* **TASK TO COMPLETE**
Reproduce the line that contains "of the ruined" and every line after it through the end of the records, exactly, with nothing added.
━━ ENTRIES SHOWN ━━
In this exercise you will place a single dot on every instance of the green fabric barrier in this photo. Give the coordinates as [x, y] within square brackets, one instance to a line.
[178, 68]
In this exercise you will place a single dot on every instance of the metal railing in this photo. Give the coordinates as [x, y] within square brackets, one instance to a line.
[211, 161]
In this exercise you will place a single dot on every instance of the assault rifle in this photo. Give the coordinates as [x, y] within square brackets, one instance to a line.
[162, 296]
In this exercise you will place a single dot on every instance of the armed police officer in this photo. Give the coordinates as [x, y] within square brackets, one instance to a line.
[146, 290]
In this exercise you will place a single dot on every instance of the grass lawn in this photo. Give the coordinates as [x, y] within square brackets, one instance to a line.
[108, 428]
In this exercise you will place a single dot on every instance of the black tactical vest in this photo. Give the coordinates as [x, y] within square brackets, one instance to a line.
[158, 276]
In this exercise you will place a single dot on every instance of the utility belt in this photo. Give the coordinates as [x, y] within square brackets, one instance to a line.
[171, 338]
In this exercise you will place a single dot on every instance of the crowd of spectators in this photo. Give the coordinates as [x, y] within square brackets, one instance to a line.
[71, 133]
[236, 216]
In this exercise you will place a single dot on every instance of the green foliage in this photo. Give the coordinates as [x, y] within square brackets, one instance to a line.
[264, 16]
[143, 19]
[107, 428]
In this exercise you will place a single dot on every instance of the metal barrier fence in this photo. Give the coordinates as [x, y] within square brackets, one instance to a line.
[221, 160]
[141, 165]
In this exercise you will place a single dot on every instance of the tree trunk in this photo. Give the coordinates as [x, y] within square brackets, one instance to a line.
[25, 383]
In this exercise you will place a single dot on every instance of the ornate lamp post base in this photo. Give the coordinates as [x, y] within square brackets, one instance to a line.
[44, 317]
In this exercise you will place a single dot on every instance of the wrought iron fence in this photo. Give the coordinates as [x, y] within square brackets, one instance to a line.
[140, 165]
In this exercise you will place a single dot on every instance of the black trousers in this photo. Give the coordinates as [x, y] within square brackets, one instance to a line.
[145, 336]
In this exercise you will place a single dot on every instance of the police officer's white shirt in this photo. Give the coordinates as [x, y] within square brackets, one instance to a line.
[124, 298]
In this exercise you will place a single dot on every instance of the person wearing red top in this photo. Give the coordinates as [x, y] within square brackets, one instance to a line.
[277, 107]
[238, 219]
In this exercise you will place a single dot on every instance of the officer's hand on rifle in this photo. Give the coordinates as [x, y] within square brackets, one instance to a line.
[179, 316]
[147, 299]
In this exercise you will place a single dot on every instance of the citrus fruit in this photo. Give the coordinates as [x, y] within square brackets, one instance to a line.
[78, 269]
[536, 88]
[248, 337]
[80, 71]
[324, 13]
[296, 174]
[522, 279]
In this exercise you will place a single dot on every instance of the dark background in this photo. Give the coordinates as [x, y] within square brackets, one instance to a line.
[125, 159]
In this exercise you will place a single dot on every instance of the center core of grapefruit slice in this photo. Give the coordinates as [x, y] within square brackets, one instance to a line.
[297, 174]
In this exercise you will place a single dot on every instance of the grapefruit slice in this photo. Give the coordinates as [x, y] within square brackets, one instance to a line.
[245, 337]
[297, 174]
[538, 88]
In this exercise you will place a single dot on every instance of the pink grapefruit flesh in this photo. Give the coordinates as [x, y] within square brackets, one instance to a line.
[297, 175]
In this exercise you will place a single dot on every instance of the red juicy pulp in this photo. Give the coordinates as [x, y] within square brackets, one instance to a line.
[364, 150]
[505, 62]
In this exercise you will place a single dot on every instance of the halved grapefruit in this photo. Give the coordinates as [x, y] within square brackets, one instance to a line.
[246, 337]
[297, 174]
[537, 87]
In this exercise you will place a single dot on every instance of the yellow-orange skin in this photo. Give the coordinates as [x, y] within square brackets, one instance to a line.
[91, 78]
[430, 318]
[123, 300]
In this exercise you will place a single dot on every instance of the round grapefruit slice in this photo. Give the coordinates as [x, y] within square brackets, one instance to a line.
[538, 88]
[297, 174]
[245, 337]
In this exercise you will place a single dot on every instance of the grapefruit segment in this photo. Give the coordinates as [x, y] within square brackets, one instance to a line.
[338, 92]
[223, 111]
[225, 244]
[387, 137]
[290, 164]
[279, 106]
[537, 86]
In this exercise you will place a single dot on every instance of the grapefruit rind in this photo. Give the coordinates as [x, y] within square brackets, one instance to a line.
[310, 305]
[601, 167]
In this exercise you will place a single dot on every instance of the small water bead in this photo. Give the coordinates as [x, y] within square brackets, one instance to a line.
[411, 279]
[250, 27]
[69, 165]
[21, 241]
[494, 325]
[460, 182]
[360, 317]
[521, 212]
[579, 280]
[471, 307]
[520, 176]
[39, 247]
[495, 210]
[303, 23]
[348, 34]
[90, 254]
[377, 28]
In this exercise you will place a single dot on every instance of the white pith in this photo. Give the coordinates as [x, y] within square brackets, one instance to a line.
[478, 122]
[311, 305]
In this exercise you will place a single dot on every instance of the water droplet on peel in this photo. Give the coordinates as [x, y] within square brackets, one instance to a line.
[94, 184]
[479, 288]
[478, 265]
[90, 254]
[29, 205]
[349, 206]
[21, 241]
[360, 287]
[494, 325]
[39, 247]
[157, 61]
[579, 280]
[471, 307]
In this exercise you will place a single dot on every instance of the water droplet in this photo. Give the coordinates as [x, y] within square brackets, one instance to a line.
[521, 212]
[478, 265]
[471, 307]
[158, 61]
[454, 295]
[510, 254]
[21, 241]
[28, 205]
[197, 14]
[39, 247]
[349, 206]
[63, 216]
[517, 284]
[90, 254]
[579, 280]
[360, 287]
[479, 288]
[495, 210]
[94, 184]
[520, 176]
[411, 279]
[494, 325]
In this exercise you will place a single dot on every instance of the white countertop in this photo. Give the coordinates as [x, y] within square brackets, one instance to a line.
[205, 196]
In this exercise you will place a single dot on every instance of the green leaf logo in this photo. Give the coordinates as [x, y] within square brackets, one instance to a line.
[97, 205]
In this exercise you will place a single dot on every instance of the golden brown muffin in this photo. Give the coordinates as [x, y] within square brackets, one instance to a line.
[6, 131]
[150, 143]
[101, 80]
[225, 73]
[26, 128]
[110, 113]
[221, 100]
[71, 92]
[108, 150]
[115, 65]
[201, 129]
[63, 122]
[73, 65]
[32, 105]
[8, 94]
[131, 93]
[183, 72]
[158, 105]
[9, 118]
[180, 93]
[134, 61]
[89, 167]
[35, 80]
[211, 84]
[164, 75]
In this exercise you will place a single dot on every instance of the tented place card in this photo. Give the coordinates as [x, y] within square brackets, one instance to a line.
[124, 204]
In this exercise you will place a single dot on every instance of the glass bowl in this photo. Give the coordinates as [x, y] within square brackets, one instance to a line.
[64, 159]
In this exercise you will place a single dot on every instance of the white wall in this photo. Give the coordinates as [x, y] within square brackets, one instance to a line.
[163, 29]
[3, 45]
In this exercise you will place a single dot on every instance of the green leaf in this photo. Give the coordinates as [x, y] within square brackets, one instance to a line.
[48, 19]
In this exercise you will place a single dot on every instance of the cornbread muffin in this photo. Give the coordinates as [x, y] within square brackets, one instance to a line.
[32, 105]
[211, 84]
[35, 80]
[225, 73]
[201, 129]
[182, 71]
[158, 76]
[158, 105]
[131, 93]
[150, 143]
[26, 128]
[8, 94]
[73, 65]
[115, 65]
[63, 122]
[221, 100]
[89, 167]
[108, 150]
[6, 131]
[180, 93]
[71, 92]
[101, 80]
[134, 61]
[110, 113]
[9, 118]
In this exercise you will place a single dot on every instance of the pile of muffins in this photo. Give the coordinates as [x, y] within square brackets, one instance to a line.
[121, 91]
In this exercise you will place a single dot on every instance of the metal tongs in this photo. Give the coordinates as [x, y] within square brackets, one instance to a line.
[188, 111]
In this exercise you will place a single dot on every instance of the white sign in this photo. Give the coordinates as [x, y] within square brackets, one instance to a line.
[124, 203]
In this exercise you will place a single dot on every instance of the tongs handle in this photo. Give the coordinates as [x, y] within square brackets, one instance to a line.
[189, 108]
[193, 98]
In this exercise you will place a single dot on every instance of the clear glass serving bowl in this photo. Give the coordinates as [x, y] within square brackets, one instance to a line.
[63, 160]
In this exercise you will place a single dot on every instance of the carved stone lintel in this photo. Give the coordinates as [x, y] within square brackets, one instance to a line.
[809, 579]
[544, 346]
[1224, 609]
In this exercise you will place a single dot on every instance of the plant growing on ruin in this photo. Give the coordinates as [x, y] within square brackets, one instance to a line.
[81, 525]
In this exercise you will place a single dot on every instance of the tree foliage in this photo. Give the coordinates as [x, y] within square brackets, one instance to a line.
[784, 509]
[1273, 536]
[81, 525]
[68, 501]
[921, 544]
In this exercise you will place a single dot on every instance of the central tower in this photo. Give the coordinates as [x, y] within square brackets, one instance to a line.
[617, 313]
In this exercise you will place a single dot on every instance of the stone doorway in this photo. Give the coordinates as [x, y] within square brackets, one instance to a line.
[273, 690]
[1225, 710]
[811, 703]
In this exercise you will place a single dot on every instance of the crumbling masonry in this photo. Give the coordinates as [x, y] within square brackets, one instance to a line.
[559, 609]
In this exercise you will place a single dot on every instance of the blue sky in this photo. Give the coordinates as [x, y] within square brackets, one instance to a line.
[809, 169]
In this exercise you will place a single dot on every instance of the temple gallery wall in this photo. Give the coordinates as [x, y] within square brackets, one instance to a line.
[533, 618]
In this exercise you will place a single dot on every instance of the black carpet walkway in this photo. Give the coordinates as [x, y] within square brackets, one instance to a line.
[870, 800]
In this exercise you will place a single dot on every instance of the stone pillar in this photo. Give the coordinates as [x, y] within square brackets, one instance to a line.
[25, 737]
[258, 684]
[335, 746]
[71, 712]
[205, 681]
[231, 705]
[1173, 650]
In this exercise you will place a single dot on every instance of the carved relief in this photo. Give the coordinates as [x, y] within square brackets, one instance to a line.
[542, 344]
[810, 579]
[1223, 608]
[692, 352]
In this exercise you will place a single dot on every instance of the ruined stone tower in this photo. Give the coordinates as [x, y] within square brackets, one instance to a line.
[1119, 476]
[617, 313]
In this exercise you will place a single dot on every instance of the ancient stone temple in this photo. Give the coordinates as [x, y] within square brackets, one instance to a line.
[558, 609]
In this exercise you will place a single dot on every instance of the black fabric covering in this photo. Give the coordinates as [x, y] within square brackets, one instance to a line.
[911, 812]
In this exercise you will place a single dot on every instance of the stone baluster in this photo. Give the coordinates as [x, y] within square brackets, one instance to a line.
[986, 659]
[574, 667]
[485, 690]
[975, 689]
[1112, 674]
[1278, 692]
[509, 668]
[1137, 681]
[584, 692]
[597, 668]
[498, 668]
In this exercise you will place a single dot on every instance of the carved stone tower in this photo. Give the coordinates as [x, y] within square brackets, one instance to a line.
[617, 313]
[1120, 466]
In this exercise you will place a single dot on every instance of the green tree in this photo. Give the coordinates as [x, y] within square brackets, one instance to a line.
━━━
* **THE RESPONSE**
In this exercise you will place a single dot on every instance of the ruined stone tower in this photo. Give the coordinates as [x, y] within square brackets, one instance to a line.
[1119, 476]
[617, 313]
In this exercise you will place a single dot on every instance of the ancient stone temple in this photo. Give the coordinates as [x, y] within square brackets, one instance to a line.
[558, 609]
In this exercise you will place a single dot on every instance of the black fabric covering in this photo. Give the coordinates as [x, y] within square brackets, one instance to a line.
[911, 812]
In this exercise you will place a single dot on every instance of the stone baluster in this photo. Give the coordinates as [x, y] within square brackets, one instance to a line.
[986, 659]
[574, 667]
[485, 690]
[975, 689]
[1112, 674]
[1278, 692]
[509, 668]
[1137, 681]
[584, 692]
[597, 668]
[498, 668]
In this exercise you will place a single dot on every instance of the carved stone tower in this photo. Give the coordinates as [x, y] within square brackets, one instance to a line.
[617, 313]
[1120, 466]
In this exercise you will place a single dot on every instance of the green tree in this photo. Give the coordinates as [x, y] within square brackets, one instance to a line.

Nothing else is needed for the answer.